* [REQUIREMENT]
Find each line in the rows below that contains the string "positive" and copy it out in full. Match uppercase and lowercase letters exactly.

-- -- --

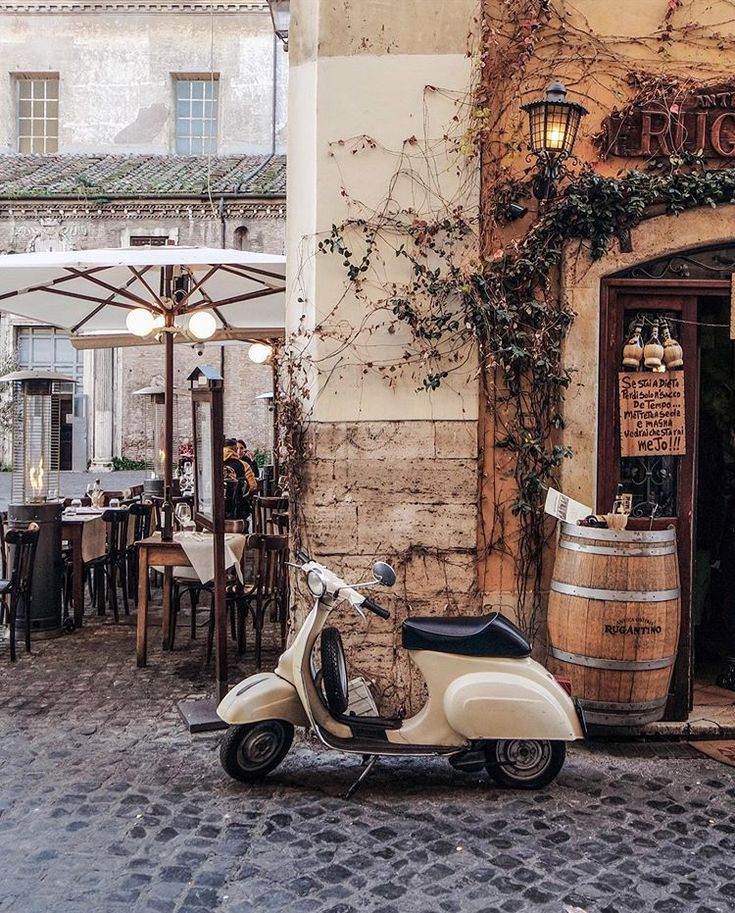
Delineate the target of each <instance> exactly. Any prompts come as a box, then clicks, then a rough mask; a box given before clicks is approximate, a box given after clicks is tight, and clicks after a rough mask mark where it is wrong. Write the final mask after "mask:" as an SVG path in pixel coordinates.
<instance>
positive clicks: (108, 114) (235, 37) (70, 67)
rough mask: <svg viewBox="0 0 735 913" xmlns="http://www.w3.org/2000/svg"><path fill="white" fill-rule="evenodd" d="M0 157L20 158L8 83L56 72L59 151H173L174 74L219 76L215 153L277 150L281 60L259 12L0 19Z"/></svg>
mask: <svg viewBox="0 0 735 913" xmlns="http://www.w3.org/2000/svg"><path fill="white" fill-rule="evenodd" d="M0 59H2V60H3V69H4V71H5V75H4V76H3V77H0V152H4V153H13V152H16V151H17V130H16V116H17V112H16V92H17V85H16V80H15V78H14V76H15V75H16V74H20V73H33V74H36V73H38V74H42V73H46V72H51V73H57V74H58V75H59V152H61V153H74V152H79V153H81V152H86V153H90V152H93V153H104V152H109V153H113V152H114V153H117V154H120V153H125V152H131V153H133V152H137V153H150V154H165V153H171V152H173V151H175V124H174V113H175V101H174V91H175V89H174V76H175V74H197V75H198V76H199V77H200V78H205V77H206V75H207V74H209V73H210V72H215V73H218V74H219V124H218V131H219V135H218V144H217V152H218V154H220V155H227V154H230V153H268V152H271V151H275V152H283V151H284V149H285V143H286V97H287V76H288V66H287V58H286V55H285V54H284V53H283V50H282V47H281V45H280V43H279V42H278V41H277V40H276V39H275V37H274V35H273V28H272V23H271V19H270V15H269V14H268V12H267V10H263V11H261V12H243V13H223V12H217V13H216V14H213V15H211V16H208V15H201V14H192V13H186V12H173V13H171V12H169V13H166V12H156V13H140V12H138V13H135V12H129V13H104V12H89V11H86V12H77V13H63V14H62V13H58V14H55V13H6V14H2V12H0Z"/></svg>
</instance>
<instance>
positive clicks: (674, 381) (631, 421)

-- -- --

* [RESPONSE AREA]
positive clicks: (108, 114) (235, 37) (70, 67)
positive clicks: (674, 381) (631, 421)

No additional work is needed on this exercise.